Text segment:
* * * *

Starting point is 00:14:51 You always have underlying topology. Like, there are things we know, right, where for generic problems, we might not know those specific topics. And I think that's where, like, our take on the problem is different in the sense that we want to exploit network-specific domains that you can quantify almost, right? You can use a structure for them as opposed to a generic problem. So you're providing a domain expert in networking with machine learning tools, and they don't necessarily have to be a machine learning expert to be able to use these tools to make the whole thing.

Starting point is 00:15:22 Yeah, and I should preface that we don't know how to do this. Like, I'm just like giving you the idea of this is what we want to do. We don't know how to do it yet. Okay. Go in there a little bit. You don't know how to do this. So this is like... An idea.

Starting point is 00:15:38 Okay. Where are you with the idea? How far have you pushed on it? So what we did initially was just to verify this hypothesis that domain knowledge actually helps auto ML systems. And we were successfully able to demonstrate that. What we're doing now is take one specific area in networking that's very, very well structured, but yet rich in problems, specifically congestion control. So within congestion control, you might have a lot of different problems. What is the best

Starting point is 00:16:04 congestion control protocol for me to use at any given point in time, given different objective functions that I have? Or can I design an ML-based congestion control protocol? And a lot of different other questions that we have a whole list of. And our idea is, how do we build a domain-customized AutoML framework for congestion control specifically? So it's not even for networking, just for this very, very tiny domain within networking. And we're exploring whether we can do that. Okay. Thank you for the word hypothesis. It was the one I was searching for and couldn't find five minutes ago. You have a paper that just got accepted at the conference for Networked Systems Design and Implementation, NSDI, this year.

Starting point is 00:16:45 And you call it Private Eye. And it deals with scalable and privacy-preserving compromise detection in the cloud. What problem is this work addressing and what's promising about your approach to it? So the problem was really when we talked to Azure operators, one of the things they mentioned is we have these really good compromise detection systems that are very, very effective that customers can use, but they don't want to use. Or I don't know if like don't want to use might be a strong word. It might be that they are hesitant to use. And the reason for that seems to be that they're concerned about their privacy, how much data they want to share with Microsoft, and also taking on a third-party code.

Starting point is 00:17:27 So basically, Microsoft would have to maintain that compromise detection system for them, and a lot of customers aren't comfortable with that. So we looked at this, and the idea was, well, we still need to protect all of our customers, even though they don't necessarily want to use these systems. So how do we do this without needing our customers' permission to do so? And the observation was, and this is not a new observation, a lot of researchers have made this observation in the past, which is, well, network behavior changes when a VM is compromised. So can we use that change to basically say whether a VM is likely to be compromised or not, and then go from there.

* * * *

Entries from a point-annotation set

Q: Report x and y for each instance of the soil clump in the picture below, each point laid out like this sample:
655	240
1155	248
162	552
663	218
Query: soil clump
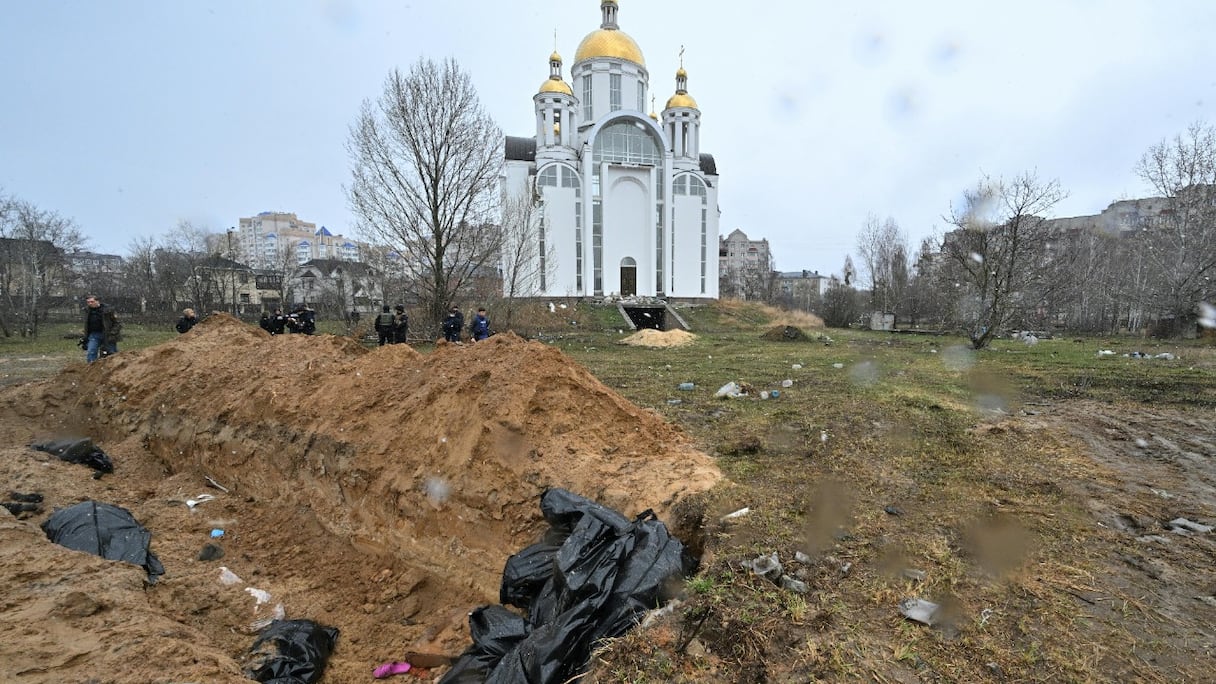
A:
376	491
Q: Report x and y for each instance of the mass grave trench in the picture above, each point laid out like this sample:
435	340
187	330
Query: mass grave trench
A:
435	458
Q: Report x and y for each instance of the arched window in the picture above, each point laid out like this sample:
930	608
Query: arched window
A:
623	141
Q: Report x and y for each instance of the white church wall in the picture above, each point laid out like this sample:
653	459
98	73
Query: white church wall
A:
629	224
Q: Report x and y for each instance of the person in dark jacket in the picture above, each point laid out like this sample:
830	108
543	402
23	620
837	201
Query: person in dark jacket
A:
187	320
102	330
452	325
401	328
277	323
384	324
480	326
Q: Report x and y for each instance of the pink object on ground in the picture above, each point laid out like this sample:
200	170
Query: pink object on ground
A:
390	668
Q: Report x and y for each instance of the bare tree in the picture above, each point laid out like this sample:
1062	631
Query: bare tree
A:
140	280
884	254
1176	250
998	253
528	254
424	172
186	259
32	264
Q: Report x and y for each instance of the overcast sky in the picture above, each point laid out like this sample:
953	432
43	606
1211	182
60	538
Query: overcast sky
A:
130	116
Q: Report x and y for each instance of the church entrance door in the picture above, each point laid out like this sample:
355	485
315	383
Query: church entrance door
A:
628	281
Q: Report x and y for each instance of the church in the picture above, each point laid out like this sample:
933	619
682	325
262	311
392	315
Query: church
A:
628	203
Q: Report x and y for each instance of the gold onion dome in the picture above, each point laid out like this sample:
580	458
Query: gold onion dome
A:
556	85
609	43
681	100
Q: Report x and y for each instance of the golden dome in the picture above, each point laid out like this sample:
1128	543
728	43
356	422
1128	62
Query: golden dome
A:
681	100
556	85
609	43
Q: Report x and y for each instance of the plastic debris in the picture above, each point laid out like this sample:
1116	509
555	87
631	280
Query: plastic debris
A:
767	567
795	586
390	668
260	595
106	531
210	553
264	622
291	650
1189	526
592	577
229	578
919	610
739	513
198	499
730	390
78	452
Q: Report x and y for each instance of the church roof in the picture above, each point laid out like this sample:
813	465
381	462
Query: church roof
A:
521	149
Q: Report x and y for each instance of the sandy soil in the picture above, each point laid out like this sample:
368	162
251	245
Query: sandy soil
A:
378	492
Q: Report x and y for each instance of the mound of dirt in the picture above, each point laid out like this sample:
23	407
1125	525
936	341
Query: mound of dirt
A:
651	337
376	491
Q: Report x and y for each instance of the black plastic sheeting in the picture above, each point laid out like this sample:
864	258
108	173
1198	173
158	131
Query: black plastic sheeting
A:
106	531
291	651
590	578
78	452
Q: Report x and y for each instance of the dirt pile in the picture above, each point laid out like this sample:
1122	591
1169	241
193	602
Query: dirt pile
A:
651	337
378	492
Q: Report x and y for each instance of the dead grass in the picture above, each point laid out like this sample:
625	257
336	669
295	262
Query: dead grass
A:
989	492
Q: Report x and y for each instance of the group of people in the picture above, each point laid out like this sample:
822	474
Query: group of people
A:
302	320
478	330
392	326
102	330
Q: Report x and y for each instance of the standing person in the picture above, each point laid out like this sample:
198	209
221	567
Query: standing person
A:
187	320
480	326
101	329
277	323
384	324
452	324
401	328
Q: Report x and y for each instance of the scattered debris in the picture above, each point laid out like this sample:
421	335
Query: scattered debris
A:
739	513
919	610
1189	526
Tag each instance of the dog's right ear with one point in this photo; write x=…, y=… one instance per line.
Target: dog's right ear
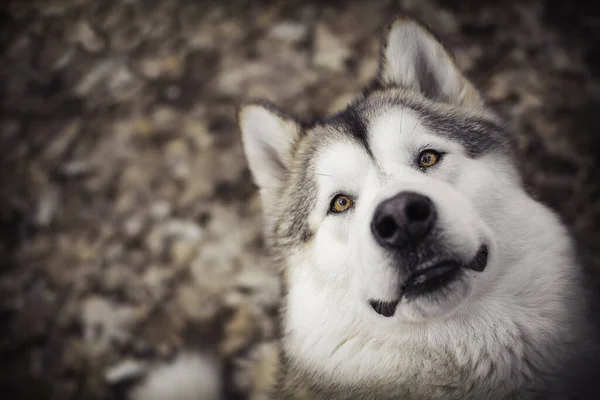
x=411, y=56
x=268, y=136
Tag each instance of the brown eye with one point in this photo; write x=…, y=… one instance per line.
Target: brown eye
x=341, y=203
x=428, y=158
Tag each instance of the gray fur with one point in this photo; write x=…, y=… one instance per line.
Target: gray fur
x=566, y=366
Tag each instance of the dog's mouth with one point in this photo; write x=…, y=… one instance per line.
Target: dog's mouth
x=431, y=279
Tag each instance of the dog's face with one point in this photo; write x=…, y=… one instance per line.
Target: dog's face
x=394, y=206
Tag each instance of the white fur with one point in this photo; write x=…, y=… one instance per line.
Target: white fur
x=476, y=340
x=332, y=330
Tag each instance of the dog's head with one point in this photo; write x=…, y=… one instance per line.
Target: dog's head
x=394, y=206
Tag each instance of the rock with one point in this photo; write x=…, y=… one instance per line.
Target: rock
x=105, y=322
x=289, y=31
x=154, y=67
x=330, y=52
x=47, y=206
x=191, y=376
x=125, y=370
x=84, y=35
x=165, y=118
x=156, y=280
x=133, y=226
x=160, y=210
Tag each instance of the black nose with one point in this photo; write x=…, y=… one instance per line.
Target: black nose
x=403, y=220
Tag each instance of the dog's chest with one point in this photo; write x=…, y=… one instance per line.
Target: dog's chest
x=413, y=373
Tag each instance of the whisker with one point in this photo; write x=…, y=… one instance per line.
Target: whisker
x=320, y=174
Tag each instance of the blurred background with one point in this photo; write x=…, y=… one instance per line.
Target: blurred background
x=129, y=226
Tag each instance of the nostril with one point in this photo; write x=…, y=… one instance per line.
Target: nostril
x=417, y=211
x=386, y=227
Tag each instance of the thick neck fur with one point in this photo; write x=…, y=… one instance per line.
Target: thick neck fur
x=511, y=343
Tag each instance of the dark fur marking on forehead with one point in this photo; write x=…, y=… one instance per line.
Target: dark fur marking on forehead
x=477, y=136
x=352, y=122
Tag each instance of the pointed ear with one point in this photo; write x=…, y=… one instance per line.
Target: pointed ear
x=268, y=137
x=412, y=57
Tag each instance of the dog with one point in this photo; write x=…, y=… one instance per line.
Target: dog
x=414, y=264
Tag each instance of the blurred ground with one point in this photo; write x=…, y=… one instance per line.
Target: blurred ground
x=129, y=227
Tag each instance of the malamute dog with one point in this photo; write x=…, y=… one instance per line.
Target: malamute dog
x=414, y=263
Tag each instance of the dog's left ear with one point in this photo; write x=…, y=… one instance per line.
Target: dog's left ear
x=412, y=57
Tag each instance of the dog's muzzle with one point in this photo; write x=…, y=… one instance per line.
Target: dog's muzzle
x=404, y=226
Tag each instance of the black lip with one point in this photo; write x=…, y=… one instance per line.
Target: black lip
x=432, y=279
x=385, y=308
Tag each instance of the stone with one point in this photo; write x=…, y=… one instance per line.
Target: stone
x=330, y=51
x=105, y=322
x=84, y=35
x=289, y=31
x=191, y=376
x=47, y=206
x=125, y=370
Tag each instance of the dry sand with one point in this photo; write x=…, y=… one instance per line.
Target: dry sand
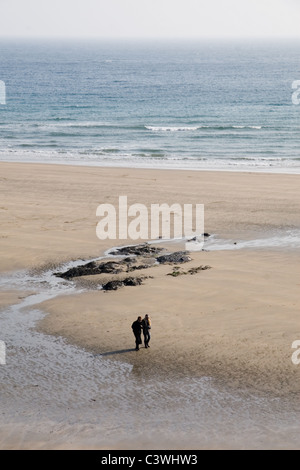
x=235, y=322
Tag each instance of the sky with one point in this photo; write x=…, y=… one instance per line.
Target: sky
x=166, y=19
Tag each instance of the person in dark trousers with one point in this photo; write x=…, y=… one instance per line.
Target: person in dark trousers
x=146, y=330
x=137, y=329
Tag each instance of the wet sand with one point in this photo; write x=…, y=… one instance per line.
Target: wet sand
x=233, y=324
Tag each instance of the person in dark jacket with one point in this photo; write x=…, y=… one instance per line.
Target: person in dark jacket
x=146, y=330
x=137, y=329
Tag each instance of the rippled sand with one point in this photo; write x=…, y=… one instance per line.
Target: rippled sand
x=219, y=371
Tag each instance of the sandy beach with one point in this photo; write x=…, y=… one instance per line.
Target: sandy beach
x=234, y=323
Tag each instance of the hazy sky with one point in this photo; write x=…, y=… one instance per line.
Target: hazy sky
x=150, y=18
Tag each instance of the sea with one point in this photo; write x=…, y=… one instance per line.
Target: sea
x=205, y=105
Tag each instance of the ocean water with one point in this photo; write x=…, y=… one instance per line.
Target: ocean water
x=203, y=105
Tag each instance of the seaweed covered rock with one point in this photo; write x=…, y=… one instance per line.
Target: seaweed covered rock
x=174, y=258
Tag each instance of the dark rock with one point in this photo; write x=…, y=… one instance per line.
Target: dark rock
x=136, y=268
x=177, y=257
x=199, y=268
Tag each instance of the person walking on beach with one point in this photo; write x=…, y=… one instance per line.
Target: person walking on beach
x=137, y=330
x=146, y=330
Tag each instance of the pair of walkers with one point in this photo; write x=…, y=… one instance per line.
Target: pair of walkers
x=137, y=327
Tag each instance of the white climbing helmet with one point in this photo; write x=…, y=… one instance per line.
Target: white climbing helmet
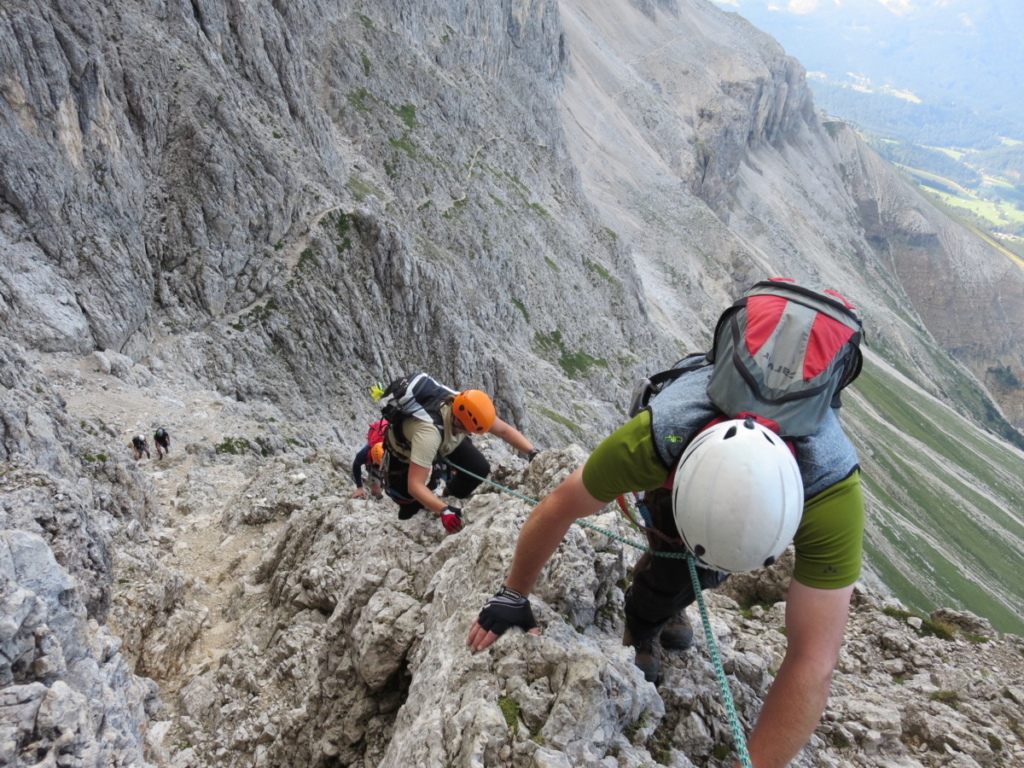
x=738, y=497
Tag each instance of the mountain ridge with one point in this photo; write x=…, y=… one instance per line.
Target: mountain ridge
x=230, y=219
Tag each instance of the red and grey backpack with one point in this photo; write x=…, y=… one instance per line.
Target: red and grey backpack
x=419, y=396
x=782, y=353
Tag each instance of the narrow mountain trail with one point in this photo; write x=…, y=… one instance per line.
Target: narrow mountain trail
x=194, y=486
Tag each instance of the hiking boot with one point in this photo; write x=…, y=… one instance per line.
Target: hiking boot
x=678, y=633
x=648, y=655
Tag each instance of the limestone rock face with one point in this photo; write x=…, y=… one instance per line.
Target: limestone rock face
x=229, y=219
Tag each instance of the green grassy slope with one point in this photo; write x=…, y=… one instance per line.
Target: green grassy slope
x=945, y=521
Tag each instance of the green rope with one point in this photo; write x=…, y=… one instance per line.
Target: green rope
x=738, y=739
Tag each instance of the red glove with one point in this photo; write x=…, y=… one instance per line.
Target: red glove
x=452, y=519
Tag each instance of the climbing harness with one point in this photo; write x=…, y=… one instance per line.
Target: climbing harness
x=738, y=739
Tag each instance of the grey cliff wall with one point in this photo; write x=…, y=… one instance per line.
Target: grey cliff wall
x=231, y=217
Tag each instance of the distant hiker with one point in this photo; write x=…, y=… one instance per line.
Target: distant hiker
x=163, y=441
x=729, y=491
x=428, y=442
x=370, y=458
x=139, y=445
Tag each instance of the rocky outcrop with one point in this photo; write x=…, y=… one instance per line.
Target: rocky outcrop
x=357, y=655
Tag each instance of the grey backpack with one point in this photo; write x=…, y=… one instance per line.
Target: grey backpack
x=782, y=352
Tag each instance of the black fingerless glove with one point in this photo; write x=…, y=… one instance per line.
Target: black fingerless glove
x=507, y=608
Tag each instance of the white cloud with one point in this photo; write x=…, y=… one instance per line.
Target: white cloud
x=803, y=6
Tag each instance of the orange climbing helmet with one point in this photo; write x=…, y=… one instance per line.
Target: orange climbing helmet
x=377, y=453
x=474, y=410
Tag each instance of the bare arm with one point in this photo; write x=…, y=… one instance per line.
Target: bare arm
x=815, y=620
x=511, y=435
x=540, y=537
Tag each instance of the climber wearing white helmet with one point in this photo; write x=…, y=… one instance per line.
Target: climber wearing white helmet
x=734, y=495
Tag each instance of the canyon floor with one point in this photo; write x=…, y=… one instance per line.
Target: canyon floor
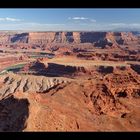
x=70, y=88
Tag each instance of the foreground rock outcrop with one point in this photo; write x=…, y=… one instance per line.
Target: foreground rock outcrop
x=12, y=83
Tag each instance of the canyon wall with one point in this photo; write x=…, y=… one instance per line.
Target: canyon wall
x=67, y=37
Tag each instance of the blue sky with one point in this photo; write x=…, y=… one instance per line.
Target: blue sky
x=69, y=19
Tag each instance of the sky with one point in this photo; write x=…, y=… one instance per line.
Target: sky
x=92, y=19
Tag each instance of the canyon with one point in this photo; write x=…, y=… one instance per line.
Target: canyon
x=69, y=81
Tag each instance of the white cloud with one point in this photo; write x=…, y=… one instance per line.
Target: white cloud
x=82, y=19
x=118, y=24
x=9, y=19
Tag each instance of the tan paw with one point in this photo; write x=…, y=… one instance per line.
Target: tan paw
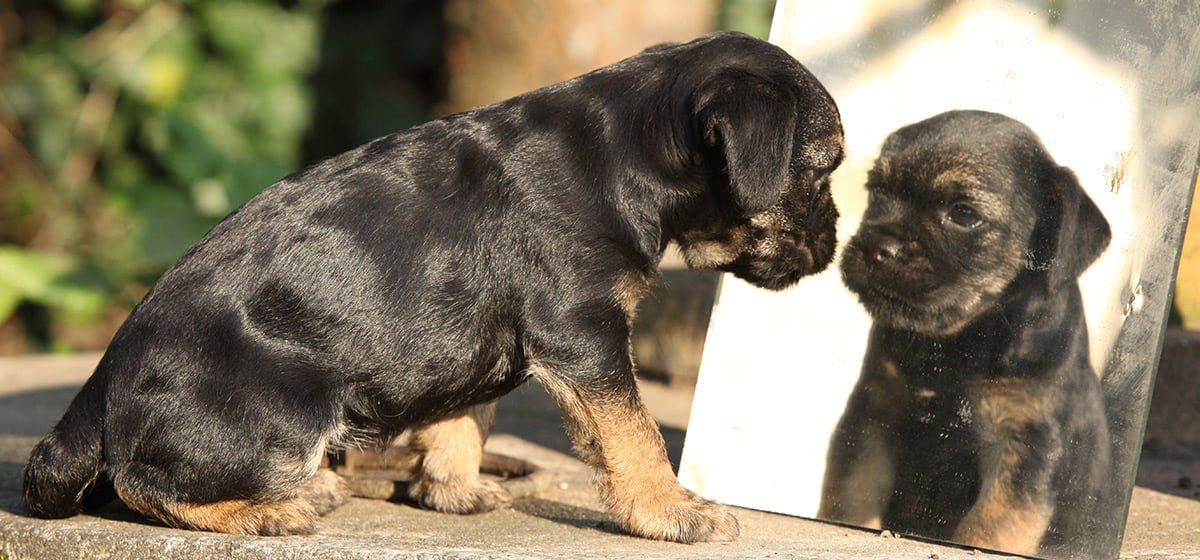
x=689, y=521
x=460, y=497
x=325, y=491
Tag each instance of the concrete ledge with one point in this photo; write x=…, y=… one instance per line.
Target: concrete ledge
x=564, y=522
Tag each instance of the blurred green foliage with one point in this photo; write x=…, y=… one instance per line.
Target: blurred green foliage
x=751, y=17
x=130, y=127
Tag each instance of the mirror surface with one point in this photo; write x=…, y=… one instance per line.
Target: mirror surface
x=976, y=365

* * * *

Challenges:
1. Can you recast the records as a numbered list, beginning at the line that contains "Tag each instance of the pair" and stopping after the line that contains "x=357, y=655"? Skip blank lines and leave the pictures out.
2. How would you continue the transcript about machine learning for networking from the point where it stops?

Per-task answers:
1.
1. Tag each instance of the pair of walkers with one point in this photo; write x=…, y=… one instance per line.
2. Target: pair of walkers
3. x=137, y=327
4. Tag each instance of the white climbing helmet with one point in this photo; write x=…, y=… one instance per line.
5. Target: white climbing helmet
6. x=738, y=497
7. Tag each instance of the mountain ridge with one point in this photo; write x=…, y=… one instance per line.
8. Target: mountain ridge
9. x=230, y=219
10. Tag each instance of the red and grey backpack with one point in this photo; write x=…, y=… one instance per line.
11. Target: red and grey backpack
12. x=419, y=396
13. x=782, y=353
14. Tag each instance of the narrow mountain trail with one point in this photo; write x=…, y=… one instance per line.
15. Target: narrow mountain trail
16. x=194, y=486
17. Tag each instance of the hiking boot with one point in this photo; write x=…, y=… one instance per line.
18. Target: hiking boot
19. x=678, y=633
20. x=648, y=655
21. Tag each instance of the limestone rock face with one point in this photo; write x=…, y=… one instance per line.
22. Target: limestone rock face
23. x=229, y=219
24. Tag each instance of the green grassy slope with one point in this photo; write x=…, y=… one instance per line.
25. Target: green grassy slope
26. x=945, y=521
27. Tag each instance of the green rope with one point in this photo; write x=…, y=… one instance per line.
28. Target: green rope
29. x=738, y=739
30. Tag each instance of the red glove with one point in this photo; write x=…, y=… one instance per line.
31. Target: red glove
32. x=452, y=519
33. Tag each instance of the climbing harness with one point in this photo; write x=…, y=… one instance per line.
34. Target: climbing harness
35. x=738, y=739
36. Tag each instance of the grey cliff wall with one point in this photo; write x=…, y=… one instance per line.
37. Target: grey cliff wall
38. x=231, y=217
39. Tag each instance of the distant hiker with one point in this photo; write x=…, y=… one instance per line.
40. Target: distant hiker
41. x=163, y=441
42. x=729, y=491
43. x=428, y=442
44. x=370, y=458
45. x=139, y=445
46. Tag each instance of the rocky outcrop with one point in this photo; write x=…, y=… one instance per line.
47. Target: rocky outcrop
48. x=357, y=655

2.
Starting point is 00:18:09 The other observation, which is unique to this paper, was though that we do have these compromise detection systems that are very, very effective, and they're running on at least our first-party VMs. And these are VMs that run things like Bing, like SQL, like services that we have. And some of our customers are also opting in to use them. So what they do is provide a constant stream of detections of compromised VMs that they've seen. And we can use those as sort of quote unquote labels to learn, okay, this is what compromise looks like. And this is what changes it induces in the network behavior of these VMs. Putting these two on top of each other, we were like, okay, maybe we can do something

Starting point is 00:18:39 that's privacy preserving compromise detection that operates at data center scale. And then scale is also a hard thing here. So the paper goes into a lot of trouble of explaining, for example, how do I ensure that I can run at this massive scale without sacrificing too much on accuracy, without having to use things like IP addresses, where right now with GDPR are difficult to use because GDPR says that if a customer wants to, they can contact you and say that you have to delete this and you have 24 hours to do so and so on. Wow. So this sounds like it is also in the sort of early stages of how might we do this.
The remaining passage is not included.